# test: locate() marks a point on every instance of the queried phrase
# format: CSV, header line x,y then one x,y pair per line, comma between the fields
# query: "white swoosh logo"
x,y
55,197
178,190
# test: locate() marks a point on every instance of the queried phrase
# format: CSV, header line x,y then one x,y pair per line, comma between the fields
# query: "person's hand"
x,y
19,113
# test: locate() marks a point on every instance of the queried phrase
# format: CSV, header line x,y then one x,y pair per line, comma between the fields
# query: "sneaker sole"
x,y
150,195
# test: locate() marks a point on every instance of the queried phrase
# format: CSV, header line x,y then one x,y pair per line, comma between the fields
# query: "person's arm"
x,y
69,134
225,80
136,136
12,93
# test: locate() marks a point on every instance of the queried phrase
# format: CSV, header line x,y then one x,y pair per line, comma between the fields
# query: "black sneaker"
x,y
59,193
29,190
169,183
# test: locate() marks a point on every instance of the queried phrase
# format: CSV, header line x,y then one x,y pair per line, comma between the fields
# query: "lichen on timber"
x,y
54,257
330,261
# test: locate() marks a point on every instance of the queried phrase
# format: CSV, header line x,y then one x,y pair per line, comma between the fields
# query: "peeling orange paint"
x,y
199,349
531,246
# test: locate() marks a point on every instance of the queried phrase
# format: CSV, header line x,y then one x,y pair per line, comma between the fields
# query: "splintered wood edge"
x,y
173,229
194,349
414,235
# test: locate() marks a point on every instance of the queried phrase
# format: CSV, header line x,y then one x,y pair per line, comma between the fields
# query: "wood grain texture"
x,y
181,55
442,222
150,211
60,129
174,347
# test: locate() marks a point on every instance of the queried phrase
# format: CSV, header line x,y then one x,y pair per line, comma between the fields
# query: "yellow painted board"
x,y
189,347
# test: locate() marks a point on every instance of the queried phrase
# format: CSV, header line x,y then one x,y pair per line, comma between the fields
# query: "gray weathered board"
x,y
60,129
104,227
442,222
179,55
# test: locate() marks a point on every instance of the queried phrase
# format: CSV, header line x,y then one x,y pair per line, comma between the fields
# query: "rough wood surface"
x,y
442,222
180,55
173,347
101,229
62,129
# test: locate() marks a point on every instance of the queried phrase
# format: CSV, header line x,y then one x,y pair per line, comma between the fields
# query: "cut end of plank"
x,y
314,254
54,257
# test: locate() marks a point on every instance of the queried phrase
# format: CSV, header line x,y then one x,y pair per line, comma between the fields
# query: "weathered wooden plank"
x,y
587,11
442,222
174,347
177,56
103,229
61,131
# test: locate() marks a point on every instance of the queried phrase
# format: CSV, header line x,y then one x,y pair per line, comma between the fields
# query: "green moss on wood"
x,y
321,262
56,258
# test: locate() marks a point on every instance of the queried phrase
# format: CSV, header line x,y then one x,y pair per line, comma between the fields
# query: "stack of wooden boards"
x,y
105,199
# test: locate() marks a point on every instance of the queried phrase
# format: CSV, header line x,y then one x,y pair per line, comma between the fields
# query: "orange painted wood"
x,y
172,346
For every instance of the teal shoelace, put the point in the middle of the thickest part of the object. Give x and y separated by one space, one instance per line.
────
The records above must be output exactly, in full.

**REPLY TO THE TASK**
# test: locate() marks a point on every instance of the queried phrase
# format: CSV, header line x,y then one x,y pair per line, comma between the fields
# query: "white swoosh logo"
x,y
55,197
178,190
# test: locate() marks a point on every instance of the queried phrase
# format: CSV, header line x,y then one x,y pair per line, comma between the fields
# query: "person's hand"
x,y
19,113
# test: locate() marks a point on every instance of the queried phrase
# format: CSV, header line x,y then one x,y pair per line, comma between the fields
# query: "sneaker sole"
x,y
150,195
# test: locate() marks a point on every instance of the queried phrase
# format: CSV, header line x,y then one x,y pair per line, comma between the fields
# query: "person's arm"
x,y
69,134
225,80
136,136
12,93
# test: locate() marks a point on every instance of the queried phrase
# format: CSV, header line x,y then one x,y pair per line, comma between the fields
# query: "black sneaker"
x,y
59,193
29,190
169,183
# test: locate() marks a point on every instance of the queried phrase
# format: CSV, header line x,y then one x,y pair per line, comma between the fields
# query: "lichen on timber"
x,y
54,257
330,261
# test: locate() marks a point on every instance of the queried phrase
# format: CSV, header line x,y then one x,y pair per line, comma between the fields
# query: "peeling orange paint"
x,y
199,349
531,246
# test: locate() marks a point on every instance of the queried phrase
# format: CSV, header line x,y then one x,y pair per line, comma between the fields
# query: "splintered wood edge"
x,y
173,229
194,349
414,235
# test: locate() marks a point on every instance of the queried phrase
# format: CSV, header line x,y then one x,y pair per line, comma between the fields
# query: "wood grain texture"
x,y
181,55
442,222
150,211
60,129
174,347
# test: locate() marks a point on every instance of the queried phrase
# format: CSV, header line x,y then one x,y pair per line, comma between the fields
# query: "yellow painted board"
x,y
189,347
# test: locate() marks a point on every instance of the queried phrase
# format: CSV, header line x,y then one x,y pair per line, comma between the fields
# query: "gray weathered board"
x,y
60,129
104,227
442,222
179,55
# test: locate() marks a point on every instance of the queried phrase
# format: CSV, header line x,y then one x,y pair per line, comma between the fields
# query: "rough wood surface"
x,y
442,222
180,55
173,347
101,229
62,129
# test: locate() marks a point on every instance of the queried phrase
# format: CSV, header line x,y then one x,y pair per line, comma between the fields
# query: "cut end of plank"
x,y
314,254
54,257
# test: locate() marks a point on every instance of the queried phrase
# format: CSV, header line x,y then one x,y pair per line, comma between the fields
# query: "weathered wooden plank"
x,y
587,11
442,222
174,347
177,56
103,229
61,131
# test: locate() marks a point on every instance of the queried phrase
# format: CSV, header line x,y then one x,y pair per line, comma between the fields
# query: "green moss on wood"
x,y
321,262
56,258
# test: locate() marks a point on every instance of the queried phrase
# format: CSV, header line x,y then one x,y pair per line, comma between the fields
# query: "stack of wooden boards"
x,y
105,199
# test: locate() marks a point on every instance of the queried phrase
# format: CSV, header line x,y then one x,y pair per line, comma between the fields
# query: "orange painted wood"
x,y
172,346
For every instance of the teal shoelace, put the point in the middle of the thickest part of the object. Give x and y separated by one space, one instance per line.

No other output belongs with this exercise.